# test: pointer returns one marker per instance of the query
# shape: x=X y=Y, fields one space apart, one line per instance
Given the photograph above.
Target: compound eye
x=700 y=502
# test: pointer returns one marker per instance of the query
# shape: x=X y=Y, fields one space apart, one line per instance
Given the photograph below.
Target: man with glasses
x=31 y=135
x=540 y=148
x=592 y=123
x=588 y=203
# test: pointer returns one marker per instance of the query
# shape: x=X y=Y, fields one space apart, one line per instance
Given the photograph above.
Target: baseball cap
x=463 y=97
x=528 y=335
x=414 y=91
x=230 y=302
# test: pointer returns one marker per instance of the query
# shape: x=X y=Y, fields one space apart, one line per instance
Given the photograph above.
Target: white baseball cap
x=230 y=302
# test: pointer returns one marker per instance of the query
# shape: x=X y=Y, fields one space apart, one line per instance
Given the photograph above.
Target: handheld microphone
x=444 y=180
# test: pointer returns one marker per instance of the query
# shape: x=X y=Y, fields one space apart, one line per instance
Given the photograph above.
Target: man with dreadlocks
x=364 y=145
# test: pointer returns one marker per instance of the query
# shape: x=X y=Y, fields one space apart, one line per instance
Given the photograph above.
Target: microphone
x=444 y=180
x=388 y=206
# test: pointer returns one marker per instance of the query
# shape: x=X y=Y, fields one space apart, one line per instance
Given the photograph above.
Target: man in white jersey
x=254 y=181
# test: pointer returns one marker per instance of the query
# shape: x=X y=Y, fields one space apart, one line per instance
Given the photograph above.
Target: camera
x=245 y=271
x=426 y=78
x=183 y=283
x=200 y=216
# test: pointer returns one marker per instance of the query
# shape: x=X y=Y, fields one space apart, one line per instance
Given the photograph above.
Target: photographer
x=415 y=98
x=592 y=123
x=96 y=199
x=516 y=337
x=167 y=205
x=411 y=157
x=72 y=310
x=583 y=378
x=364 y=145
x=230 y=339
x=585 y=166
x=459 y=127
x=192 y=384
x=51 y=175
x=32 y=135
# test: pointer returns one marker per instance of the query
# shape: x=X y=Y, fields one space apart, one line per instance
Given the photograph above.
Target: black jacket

********************

THE PROBLEM →
Each of the records should be written out precisely as given.

ANSWER SECTION →
# test: pointer returns one marker per instance of the query
# shape: x=X y=Y, fields one space apart, one line per instance
Given the photograph above.
Target: compound eye
x=700 y=502
# test: pointer returns one marker per instance of the query
# shape: x=X y=Y, fields one space apart, one line per instance
Given the photograph below.
Target: man with glasses
x=31 y=135
x=540 y=148
x=592 y=123
x=588 y=203
# test: pointer returns one marker per instance of the query
# shape: x=X y=Y, fields one space apart, one line per instance
Given the photograph above.
Target: baseball cap
x=463 y=97
x=528 y=335
x=414 y=91
x=230 y=302
# test: pointer returns one marker per instance of the query
# shape: x=X y=Y, fields one space apart, one line per instance
Given the photograph above.
Target: white baseball cap
x=230 y=302
# test: pointer returns one marker per instance of the query
# shape: x=X y=Y, fields one space apart, one line per instance
Given the photograph above.
Target: handheld microphone
x=444 y=180
# test: pointer returns one marker per instance of the query
# shape: x=X y=Y, fields one space apart, one line per instance
Given the photograph above.
Target: man with dreadlocks
x=364 y=145
# test: pointer returns one marker per instance of the query
# shape: x=X y=Y, fields one space apart, one line per instance
Given the photograph above.
Target: microphone
x=444 y=180
x=388 y=206
# test: pointer returns one marker per instance of the query
# shape: x=X y=Y, fields one space apart, one line per instance
Given the photograph above.
Target: man in white jersey
x=254 y=181
# test: pointer returns one marker per instance of the query
# shape: x=X y=Y, fields one space apart, one line per instance
Given the photograph above.
Target: camera
x=245 y=271
x=426 y=78
x=183 y=283
x=200 y=216
# test: pointer returns one marker per instance of the query
# shape: x=X y=Y, fields one space apart, one line per instance
Given the photograph above.
Target: photographer
x=415 y=98
x=592 y=123
x=96 y=199
x=516 y=337
x=167 y=205
x=411 y=157
x=72 y=310
x=583 y=378
x=364 y=145
x=230 y=339
x=585 y=166
x=459 y=127
x=192 y=384
x=51 y=175
x=32 y=135
# test: pointer returns one marker per instance of the query
# shape: x=X y=Y, fields one space apart, one line per instance
Given the photograph above.
Target: black jacket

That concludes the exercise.